The Estonian Health Insurance Fund (EHIF), or Haigekassa, is changing its name to Tervisekassa to reflect a greater focus on health promotion and disease prevention. The bill will be introduced in the Riigikogu on Tuesday, and the new name will go into effect on April 1.
The name of the Estonian Health Insurance Fund (EHIF) was already under consideration when the health insurance system was set up in 1990-1991.
At that time, it was decided to continue using the Health Insurance Fund's historical name, Haigekassa, which literally translates from Estonian as "illness fund." Since then, the institution has been expanding its responsibilities and new name, Tervisekassa, or "health fund," much better reflects its activities.
"The agency has been assigned public health responsibilities such as the procurement of medications for the prevention and control of communicable diseases, the procurement of vaccines, vaccination compensation and the organization of family medicine. Due to this shift of responsibilities, it is appropriate to rename the public legal entity," the department chief at the EHIF Evelin Trink told ERR on Wednesday.
More than a name change
Trink said that the name change also represents a fundamental shift in the entire healthcare system from disease treatment to disease prevention.
"Today's health insurance will not be able to pay for lifestyle-related diseases in the future, and one way to avoid this is to engage in health promotion," she said.
"Already today, about 80 percent of the health insurance budget is spent on treating lifestyle-related diseases, and the current financing system will lead to a situation in 2026 where the tax income for health insurance would be less than the cost, i.e. the demand for health services," she said.

**Information supplied:**
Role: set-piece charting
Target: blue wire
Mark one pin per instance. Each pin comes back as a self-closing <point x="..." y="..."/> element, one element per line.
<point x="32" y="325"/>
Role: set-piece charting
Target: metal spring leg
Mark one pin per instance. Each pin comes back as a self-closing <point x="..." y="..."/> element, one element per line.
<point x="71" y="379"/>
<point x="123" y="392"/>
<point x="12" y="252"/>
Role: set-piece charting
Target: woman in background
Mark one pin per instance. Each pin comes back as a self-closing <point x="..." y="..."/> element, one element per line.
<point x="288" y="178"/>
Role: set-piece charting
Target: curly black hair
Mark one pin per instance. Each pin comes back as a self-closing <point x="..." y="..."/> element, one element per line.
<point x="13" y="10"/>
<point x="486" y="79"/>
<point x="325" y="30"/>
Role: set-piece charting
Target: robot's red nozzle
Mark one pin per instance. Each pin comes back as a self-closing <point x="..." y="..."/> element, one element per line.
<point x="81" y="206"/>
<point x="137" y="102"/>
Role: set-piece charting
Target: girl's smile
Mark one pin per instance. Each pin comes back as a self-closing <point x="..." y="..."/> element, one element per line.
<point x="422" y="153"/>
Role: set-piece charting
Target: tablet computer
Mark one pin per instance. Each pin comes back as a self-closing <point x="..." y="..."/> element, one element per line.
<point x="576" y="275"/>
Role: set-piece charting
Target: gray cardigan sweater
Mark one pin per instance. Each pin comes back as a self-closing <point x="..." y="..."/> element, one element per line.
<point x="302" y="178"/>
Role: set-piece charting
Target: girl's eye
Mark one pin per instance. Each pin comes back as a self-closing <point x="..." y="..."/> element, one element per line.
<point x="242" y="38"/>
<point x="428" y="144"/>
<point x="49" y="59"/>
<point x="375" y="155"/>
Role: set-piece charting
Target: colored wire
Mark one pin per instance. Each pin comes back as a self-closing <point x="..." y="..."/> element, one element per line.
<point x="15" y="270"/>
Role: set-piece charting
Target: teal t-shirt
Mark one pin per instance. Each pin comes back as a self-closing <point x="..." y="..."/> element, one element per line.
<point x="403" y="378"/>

--

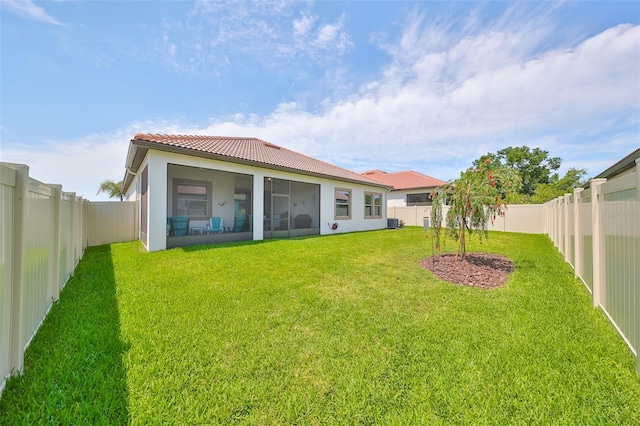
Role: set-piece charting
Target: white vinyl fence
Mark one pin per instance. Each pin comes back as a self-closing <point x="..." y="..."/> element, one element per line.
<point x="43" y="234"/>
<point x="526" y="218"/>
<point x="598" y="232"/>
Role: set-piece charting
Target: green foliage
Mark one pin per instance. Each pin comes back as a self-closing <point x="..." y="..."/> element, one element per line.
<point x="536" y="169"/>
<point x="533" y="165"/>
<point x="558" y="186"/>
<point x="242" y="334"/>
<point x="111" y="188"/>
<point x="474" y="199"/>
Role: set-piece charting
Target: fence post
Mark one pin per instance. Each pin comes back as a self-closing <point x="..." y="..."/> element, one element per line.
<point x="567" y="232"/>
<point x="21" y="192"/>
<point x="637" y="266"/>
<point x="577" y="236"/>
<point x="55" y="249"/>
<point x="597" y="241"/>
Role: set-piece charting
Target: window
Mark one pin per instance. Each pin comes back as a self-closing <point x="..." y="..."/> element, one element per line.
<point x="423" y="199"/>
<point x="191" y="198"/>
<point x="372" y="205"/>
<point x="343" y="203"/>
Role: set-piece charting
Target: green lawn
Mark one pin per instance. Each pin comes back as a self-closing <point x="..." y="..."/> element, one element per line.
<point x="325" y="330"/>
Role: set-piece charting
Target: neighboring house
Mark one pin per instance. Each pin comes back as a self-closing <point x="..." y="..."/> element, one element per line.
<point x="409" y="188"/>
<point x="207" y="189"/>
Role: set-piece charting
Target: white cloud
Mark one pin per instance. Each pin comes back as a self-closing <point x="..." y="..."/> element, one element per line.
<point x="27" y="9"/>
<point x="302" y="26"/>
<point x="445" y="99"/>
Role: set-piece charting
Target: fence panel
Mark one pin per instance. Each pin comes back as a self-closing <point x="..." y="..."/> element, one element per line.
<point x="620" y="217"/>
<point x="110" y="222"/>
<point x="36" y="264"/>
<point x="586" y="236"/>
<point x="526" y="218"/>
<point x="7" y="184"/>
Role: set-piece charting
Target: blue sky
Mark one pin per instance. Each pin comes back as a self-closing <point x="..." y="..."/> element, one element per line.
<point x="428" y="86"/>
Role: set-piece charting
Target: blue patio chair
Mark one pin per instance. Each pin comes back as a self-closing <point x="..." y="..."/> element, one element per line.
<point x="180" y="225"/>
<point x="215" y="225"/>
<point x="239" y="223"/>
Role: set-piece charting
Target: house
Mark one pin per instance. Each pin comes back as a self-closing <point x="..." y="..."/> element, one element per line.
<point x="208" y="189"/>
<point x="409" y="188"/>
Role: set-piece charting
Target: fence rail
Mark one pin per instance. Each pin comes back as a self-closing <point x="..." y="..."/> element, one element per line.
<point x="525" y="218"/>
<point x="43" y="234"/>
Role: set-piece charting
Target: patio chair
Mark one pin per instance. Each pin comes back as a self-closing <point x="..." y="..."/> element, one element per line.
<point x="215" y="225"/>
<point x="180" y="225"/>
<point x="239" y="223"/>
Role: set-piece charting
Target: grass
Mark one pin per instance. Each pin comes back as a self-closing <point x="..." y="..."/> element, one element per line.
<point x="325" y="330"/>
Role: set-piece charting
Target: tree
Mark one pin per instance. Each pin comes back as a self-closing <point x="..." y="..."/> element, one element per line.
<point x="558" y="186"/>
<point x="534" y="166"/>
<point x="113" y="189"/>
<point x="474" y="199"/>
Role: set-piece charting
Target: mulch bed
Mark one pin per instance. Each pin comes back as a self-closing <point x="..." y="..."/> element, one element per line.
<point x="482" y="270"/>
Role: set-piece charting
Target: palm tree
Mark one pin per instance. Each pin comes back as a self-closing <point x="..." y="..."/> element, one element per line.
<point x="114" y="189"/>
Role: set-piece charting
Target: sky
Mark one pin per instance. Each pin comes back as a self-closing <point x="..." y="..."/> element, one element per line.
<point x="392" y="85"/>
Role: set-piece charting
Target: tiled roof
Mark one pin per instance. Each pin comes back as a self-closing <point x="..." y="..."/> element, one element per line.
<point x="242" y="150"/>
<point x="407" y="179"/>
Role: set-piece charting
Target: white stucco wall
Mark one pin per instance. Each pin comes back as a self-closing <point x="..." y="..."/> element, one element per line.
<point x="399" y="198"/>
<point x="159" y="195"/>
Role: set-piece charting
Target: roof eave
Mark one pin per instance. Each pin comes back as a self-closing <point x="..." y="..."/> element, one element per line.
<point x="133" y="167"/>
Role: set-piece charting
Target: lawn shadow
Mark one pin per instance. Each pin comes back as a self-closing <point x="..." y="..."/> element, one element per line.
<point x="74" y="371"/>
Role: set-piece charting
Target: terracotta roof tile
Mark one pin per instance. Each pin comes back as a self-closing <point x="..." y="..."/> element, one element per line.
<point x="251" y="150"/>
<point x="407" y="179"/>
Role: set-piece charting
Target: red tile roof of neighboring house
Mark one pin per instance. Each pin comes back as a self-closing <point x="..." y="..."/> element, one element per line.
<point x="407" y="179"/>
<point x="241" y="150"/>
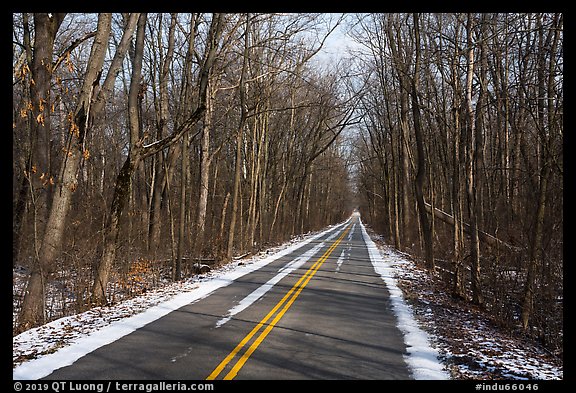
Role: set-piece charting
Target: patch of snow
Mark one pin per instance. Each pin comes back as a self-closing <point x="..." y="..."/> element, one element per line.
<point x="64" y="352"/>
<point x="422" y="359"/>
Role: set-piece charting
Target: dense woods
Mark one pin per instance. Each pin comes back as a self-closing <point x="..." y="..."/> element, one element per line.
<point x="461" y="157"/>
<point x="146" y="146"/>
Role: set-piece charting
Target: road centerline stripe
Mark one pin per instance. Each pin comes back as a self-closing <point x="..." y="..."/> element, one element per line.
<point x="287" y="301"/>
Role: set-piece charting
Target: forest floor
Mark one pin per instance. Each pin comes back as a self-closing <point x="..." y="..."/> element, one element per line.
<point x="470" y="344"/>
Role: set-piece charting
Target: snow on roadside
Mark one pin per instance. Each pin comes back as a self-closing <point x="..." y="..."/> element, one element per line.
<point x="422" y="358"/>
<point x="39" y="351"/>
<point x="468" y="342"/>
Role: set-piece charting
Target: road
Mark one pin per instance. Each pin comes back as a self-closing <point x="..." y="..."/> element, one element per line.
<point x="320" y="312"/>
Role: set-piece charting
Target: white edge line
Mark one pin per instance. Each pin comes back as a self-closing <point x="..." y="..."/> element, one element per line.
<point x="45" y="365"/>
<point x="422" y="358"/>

==

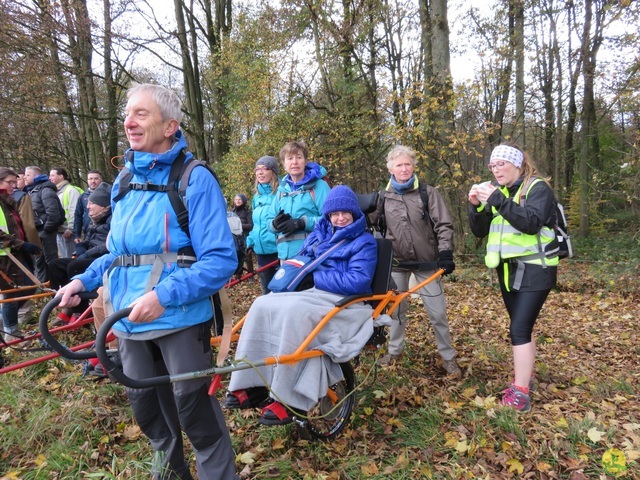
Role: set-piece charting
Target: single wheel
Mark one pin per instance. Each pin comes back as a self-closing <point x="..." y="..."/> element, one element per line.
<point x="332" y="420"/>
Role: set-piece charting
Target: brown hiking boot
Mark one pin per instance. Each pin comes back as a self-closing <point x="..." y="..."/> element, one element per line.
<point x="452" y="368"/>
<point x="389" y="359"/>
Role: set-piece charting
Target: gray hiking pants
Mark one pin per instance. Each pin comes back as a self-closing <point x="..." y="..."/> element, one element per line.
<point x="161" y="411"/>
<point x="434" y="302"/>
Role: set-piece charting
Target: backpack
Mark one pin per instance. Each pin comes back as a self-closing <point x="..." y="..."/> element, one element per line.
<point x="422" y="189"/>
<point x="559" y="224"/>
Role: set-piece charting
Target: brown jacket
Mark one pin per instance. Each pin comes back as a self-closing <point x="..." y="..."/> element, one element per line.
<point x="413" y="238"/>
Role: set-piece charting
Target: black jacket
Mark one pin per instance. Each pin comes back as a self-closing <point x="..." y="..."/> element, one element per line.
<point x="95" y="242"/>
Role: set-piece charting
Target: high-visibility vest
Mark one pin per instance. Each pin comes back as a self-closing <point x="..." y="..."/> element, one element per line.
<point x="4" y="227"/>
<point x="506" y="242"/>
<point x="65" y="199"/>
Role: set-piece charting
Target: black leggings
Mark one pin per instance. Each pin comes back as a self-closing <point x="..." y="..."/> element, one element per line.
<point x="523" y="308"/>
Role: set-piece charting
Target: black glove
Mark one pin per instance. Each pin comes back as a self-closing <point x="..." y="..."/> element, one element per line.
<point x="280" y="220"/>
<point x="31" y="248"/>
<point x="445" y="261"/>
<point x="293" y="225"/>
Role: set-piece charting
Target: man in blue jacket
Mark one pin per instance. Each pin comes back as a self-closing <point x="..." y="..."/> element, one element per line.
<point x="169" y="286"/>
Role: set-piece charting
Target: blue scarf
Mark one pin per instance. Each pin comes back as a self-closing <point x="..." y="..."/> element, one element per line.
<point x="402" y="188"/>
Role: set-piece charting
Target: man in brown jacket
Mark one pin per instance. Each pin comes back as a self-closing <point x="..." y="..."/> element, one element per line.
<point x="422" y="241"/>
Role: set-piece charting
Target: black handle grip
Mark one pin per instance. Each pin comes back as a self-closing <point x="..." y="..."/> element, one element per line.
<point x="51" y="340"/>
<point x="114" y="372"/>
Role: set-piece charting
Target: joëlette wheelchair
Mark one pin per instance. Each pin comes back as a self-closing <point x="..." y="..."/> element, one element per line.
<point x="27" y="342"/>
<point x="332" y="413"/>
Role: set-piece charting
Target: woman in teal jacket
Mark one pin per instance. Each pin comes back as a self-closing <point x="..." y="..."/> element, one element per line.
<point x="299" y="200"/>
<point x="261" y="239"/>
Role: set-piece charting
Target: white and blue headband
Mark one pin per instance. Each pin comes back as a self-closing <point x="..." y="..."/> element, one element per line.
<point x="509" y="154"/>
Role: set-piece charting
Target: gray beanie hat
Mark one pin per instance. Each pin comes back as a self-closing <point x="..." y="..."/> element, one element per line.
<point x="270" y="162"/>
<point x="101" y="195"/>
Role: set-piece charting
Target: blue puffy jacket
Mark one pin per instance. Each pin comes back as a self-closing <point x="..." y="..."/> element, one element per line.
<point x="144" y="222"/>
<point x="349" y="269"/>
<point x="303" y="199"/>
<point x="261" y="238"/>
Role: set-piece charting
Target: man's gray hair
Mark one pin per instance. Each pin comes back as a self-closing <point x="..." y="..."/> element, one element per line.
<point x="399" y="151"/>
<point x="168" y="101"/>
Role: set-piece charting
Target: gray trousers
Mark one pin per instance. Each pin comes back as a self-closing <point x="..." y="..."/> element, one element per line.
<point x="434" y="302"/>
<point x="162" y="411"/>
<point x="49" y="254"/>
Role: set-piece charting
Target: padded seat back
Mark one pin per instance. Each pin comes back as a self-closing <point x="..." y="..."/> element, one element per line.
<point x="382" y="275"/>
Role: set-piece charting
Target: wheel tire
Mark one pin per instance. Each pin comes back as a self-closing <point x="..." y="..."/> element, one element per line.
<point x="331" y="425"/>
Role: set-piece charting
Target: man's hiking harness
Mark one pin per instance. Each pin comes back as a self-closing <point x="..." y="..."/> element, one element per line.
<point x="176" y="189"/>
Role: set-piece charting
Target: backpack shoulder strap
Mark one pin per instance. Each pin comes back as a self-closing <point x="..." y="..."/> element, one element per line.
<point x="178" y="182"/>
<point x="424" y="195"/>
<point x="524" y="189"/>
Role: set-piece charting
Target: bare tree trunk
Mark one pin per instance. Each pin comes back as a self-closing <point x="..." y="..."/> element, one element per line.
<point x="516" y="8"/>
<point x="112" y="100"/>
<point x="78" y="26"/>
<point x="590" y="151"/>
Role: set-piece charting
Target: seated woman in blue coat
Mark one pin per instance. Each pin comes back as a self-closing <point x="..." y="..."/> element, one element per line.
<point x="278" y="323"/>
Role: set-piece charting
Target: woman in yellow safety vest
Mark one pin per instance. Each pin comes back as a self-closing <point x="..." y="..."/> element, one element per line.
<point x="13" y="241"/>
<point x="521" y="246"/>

**Task directions:** Please translate this sentence from the article on the Estonian health fund's new name into Spanish: "Trink said that the name change also represents a fundamental shift in the entire healthcare system from disease treatment to disease prevention." You can leave the items aside; they aren't needed.

**Response for this exercise:** Trink dijo que el cambio de nombre también representa un giro fundamental en todo el sistema de salud, del tratamiento de las enfermedades a su prevención.